# Carbon rods or tubes?



## Durhampro (May 9, 2009)

You could always use arrows and make a Doinker Quadraflex style stabilizer.


----------



## Cylosis (Jan 5, 2014)

Durhampro said:


> You could always use arrows and make a Doinker Quadraflex style stabilizer.


I'm using Centralizers right now, the flexibility is what's got me wanting to make new ones.


----------



## cc46 (Jan 22, 2005)

I've taken used ski poles, both aluminum and carbon, cut them and epoxied threaded rods or bolts in them to make stabilizers.
I am thinking of just 5/16 x 24tpi steel rods for side stabilizers. And thinking a fat aluminum arrow shaft over them to dress it up. 

Years back 1/4x20tpi steel rods with 2014 or 1914 shaft over were commonly used as a diy.

Some have used golf club shafts.....haha I was in a Re-store recently and they had new golf clubs in a bin for $2/ea, 3 for $5....tempted to by the bunch, but didn't. 

The used ski poles I got at yard sales and a Goodwill store, $5 a pair. 

Look around and see what you can find and cut them up.
Good luck


----------



## cc46 (Jan 22, 2005)

On a whim while driving, I pulled into a Swiss Chalet to pick up dinner. While waiting for my chicken, I walked into a "Goodwill Store" next door, and in a corner there was a stand of about 20 pairs of skis and 15 pairs of poles....I picked up 2 pairs of poles. Paid $6 a pair. Later on the weekend, a trip to the local Home Depot, I was disappointed no 5/16" x 24 TPI hardware only the course thread 18 TPI stuff. So the project is on hold. ...... but Brafasco is not too far away. hmmmm

For the dampening, I'm thinking of filling the voids between the ski pole and the threaded rod with chaulking, yup it should be good for 20-30 years of being "rubbery" enough and not dry out too much. I have about 4 kinds of chaulking for inside and outside, latex, silicone, clear, brown, almond etc. I also stumbled across gas line hoses for lawn mowers etc.... hmmm again. Rubbery hoses...could be a doinker no? Thread a rod part way through each end? 

Thinking out load, if I get the stuff together I'll post some pictures.


----------



## araz2114 (Jan 13, 2003)

I purchases a carbon rod from www.carbontube.com. The service was good and the product was good also. But yes, it is an American company.. shipping wasn't a deal... It's been a few years since I bought them. I bought a 60" one.


----------



## Cylosis (Jan 5, 2014)

araz2114 said:


> I purchases a carbon rod from www.carbontube.com. The service was good and the product was good also. But yes, it is an American company.. shipping wasn't a deal... It's been a few years since I bought them. I bought a 60" one.


Looks like the domain is for sale. Have they gone out of business? Can you get such a long package through regular post?


----------



## araz2114 (Jan 13, 2003)

I got the tube in the mail no problem. 
I got that web address incorrect... here is the site I purchased my carbon rods from http://www.carbonfibertubeshop.com


----------



## cc46 (Jan 22, 2005)

Fyi.....I've made a prototype, with an aluminum ski pole, bolts, epoxy and caulking, rubber and metal washers. Looks great so far, going to shoot it on the weekend. Also have 5/16x24tpi rods on order at brafasco.

Thinking also of 1/2" copper. That'll be phase 2.


----------



## cc46 (Jan 22, 2005)

https://www.facebook.com/chuck.coop...0202923185016789.1073741828.1117935754&type=3
Hope the link works. Progress so far.


----------

▸ **DATA ROWS**
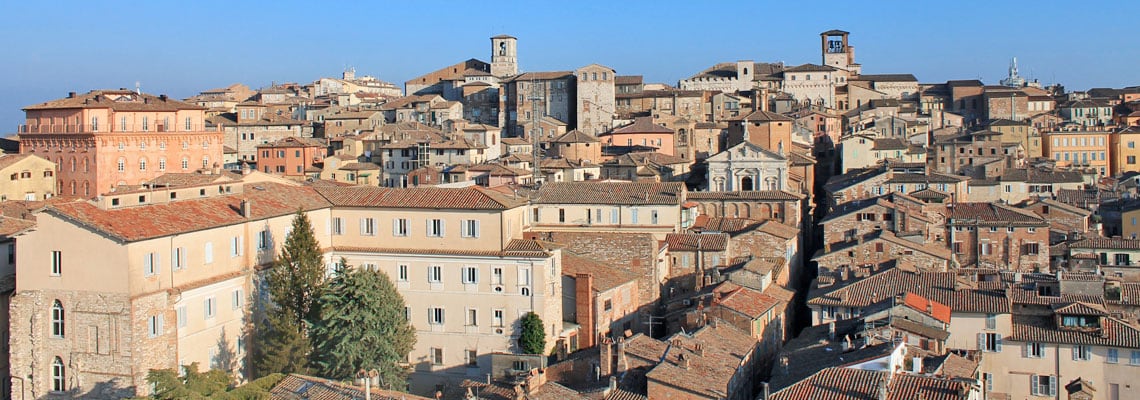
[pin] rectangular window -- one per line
(367, 227)
(235, 246)
(154, 326)
(180, 313)
(151, 263)
(57, 262)
(208, 253)
(469, 228)
(178, 259)
(1034, 350)
(472, 358)
(437, 356)
(470, 275)
(1082, 352)
(436, 316)
(436, 228)
(236, 300)
(1043, 385)
(210, 308)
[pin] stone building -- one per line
(110, 138)
(747, 166)
(595, 98)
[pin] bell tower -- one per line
(504, 56)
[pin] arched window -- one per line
(57, 319)
(58, 375)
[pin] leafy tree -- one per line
(532, 337)
(279, 347)
(211, 384)
(298, 274)
(361, 326)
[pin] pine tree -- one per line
(279, 347)
(298, 274)
(363, 326)
(532, 339)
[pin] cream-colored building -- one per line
(26, 177)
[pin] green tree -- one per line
(532, 337)
(363, 326)
(298, 274)
(211, 384)
(279, 347)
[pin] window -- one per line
(1082, 352)
(990, 342)
(235, 246)
(208, 253)
(57, 263)
(1034, 350)
(436, 316)
(472, 357)
(58, 375)
(367, 227)
(151, 263)
(470, 275)
(469, 228)
(154, 326)
(57, 319)
(237, 299)
(436, 228)
(472, 317)
(1043, 385)
(178, 259)
(210, 308)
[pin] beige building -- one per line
(177, 277)
(30, 178)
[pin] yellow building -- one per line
(1079, 149)
(26, 177)
(1125, 150)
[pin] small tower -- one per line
(504, 56)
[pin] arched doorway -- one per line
(746, 184)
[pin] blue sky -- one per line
(182, 47)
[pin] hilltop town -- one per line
(756, 230)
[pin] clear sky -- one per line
(181, 47)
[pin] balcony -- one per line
(112, 128)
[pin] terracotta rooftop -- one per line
(449, 198)
(120, 100)
(611, 193)
(157, 220)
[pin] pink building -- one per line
(110, 138)
(642, 132)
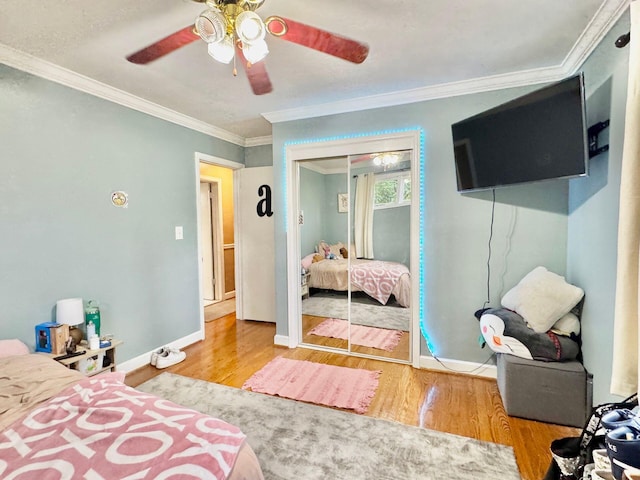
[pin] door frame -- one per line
(410, 139)
(200, 157)
(217, 245)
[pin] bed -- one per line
(57, 423)
(378, 279)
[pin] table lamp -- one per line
(70, 311)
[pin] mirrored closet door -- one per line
(354, 231)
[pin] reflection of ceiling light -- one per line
(224, 24)
(385, 160)
(256, 51)
(222, 51)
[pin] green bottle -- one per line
(92, 314)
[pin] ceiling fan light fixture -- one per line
(254, 4)
(211, 26)
(255, 52)
(223, 51)
(250, 27)
(385, 160)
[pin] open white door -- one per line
(256, 243)
(206, 242)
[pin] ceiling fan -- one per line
(232, 29)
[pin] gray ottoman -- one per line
(552, 392)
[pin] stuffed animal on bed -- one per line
(507, 332)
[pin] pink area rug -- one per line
(381, 338)
(342, 387)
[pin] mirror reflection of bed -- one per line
(355, 255)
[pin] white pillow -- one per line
(542, 298)
(567, 325)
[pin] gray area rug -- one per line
(381, 316)
(295, 440)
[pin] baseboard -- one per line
(145, 358)
(459, 366)
(281, 340)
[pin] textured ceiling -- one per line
(418, 49)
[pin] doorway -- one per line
(213, 278)
(217, 233)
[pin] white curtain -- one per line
(363, 215)
(624, 378)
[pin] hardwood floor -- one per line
(448, 402)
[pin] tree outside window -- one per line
(392, 190)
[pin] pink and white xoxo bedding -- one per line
(378, 279)
(99, 428)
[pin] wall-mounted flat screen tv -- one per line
(539, 136)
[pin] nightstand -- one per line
(304, 285)
(91, 362)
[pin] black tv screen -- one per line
(539, 136)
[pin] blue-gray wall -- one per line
(530, 227)
(568, 226)
(62, 153)
(593, 219)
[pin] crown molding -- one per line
(49, 71)
(609, 13)
(258, 141)
(604, 19)
(404, 97)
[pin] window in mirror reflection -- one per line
(393, 190)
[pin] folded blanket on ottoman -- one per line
(507, 332)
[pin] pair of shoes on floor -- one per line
(166, 356)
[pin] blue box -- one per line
(43, 337)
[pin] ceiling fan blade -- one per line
(163, 47)
(321, 40)
(256, 73)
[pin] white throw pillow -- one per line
(542, 298)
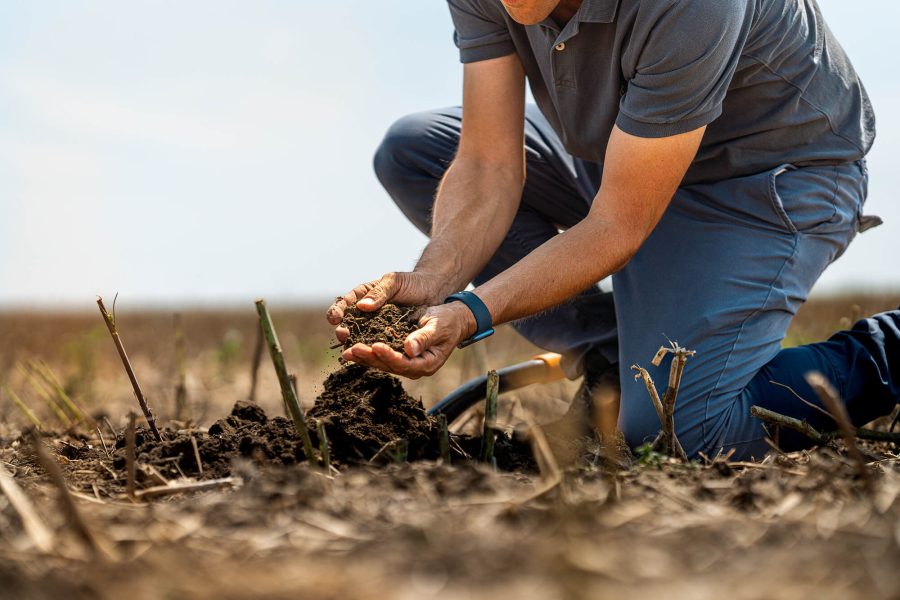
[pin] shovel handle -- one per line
(544, 368)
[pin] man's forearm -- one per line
(558, 270)
(475, 206)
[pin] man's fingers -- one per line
(379, 294)
(335, 313)
(420, 340)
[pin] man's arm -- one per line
(640, 177)
(477, 199)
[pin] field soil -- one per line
(389, 325)
(386, 524)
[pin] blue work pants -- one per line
(723, 273)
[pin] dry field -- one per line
(796, 525)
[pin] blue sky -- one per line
(214, 152)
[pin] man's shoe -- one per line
(594, 406)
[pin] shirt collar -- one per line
(597, 11)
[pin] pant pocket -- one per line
(817, 200)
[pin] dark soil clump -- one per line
(246, 432)
(389, 325)
(365, 409)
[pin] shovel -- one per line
(540, 369)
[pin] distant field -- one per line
(220, 345)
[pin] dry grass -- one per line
(792, 526)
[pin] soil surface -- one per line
(389, 325)
(366, 413)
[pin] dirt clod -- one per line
(365, 409)
(390, 325)
(247, 432)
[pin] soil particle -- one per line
(390, 325)
(365, 409)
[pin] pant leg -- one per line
(723, 274)
(413, 158)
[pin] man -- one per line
(706, 153)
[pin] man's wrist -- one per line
(477, 312)
(466, 318)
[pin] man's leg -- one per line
(412, 160)
(723, 274)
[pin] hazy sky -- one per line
(213, 151)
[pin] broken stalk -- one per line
(139, 394)
(288, 392)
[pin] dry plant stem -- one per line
(651, 389)
(23, 407)
(832, 402)
(605, 406)
(323, 447)
(180, 488)
(66, 501)
(103, 442)
(445, 439)
(817, 436)
(181, 369)
(490, 417)
(791, 423)
(397, 449)
(139, 394)
(34, 527)
(129, 456)
(254, 368)
(288, 391)
(197, 455)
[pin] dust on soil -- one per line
(390, 324)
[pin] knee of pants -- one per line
(394, 160)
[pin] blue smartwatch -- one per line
(482, 316)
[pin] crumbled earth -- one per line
(365, 409)
(390, 324)
(792, 526)
(247, 432)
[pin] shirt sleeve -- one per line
(480, 32)
(684, 66)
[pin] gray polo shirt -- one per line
(767, 77)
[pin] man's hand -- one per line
(442, 328)
(416, 288)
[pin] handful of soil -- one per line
(390, 325)
(365, 409)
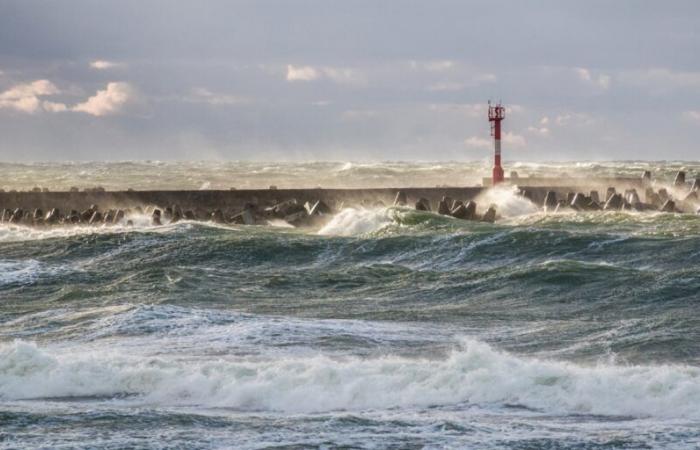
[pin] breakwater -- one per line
(310, 207)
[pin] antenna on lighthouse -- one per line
(496, 114)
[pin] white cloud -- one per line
(340, 75)
(692, 115)
(343, 75)
(470, 109)
(576, 119)
(101, 64)
(478, 142)
(111, 100)
(53, 106)
(514, 140)
(435, 66)
(447, 86)
(661, 79)
(204, 95)
(602, 80)
(302, 73)
(542, 131)
(25, 97)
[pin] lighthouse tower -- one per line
(496, 114)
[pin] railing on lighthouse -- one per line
(496, 114)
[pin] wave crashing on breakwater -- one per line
(541, 330)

▸ **OBJECTIVE 1**
Please write out the stabilizer thread word for word, beginning at the words "I've taken used" and stopping after "cut them up.".
▸ **OBJECTIVE 2**
Name every user who authored a post in the stabilizer thread.

▸ **EXPECTED ANSWER 1**
I've taken used ski poles, both aluminum and carbon, cut them and epoxied threaded rods or bolts in them to make stabilizers.
I am thinking of just 5/16 x 24tpi steel rods for side stabilizers. And thinking a fat aluminum arrow shaft over them to dress it up. 

Years back 1/4x20tpi steel rods with 2014 or 1914 shaft over were commonly used as a diy.

Some have used golf club shafts.....haha I was in a Re-store recently and they had new golf clubs in a bin for $2/ea, 3 for $5....tempted to by the bunch, but didn't. 

The used ski poles I got at yard sales and a Goodwill store, $5 a pair. 

Look around and see what you can find and cut them up.

▸ **EXPECTED ANSWER 2**
Durhampro, Cylosis, cc46, araz2114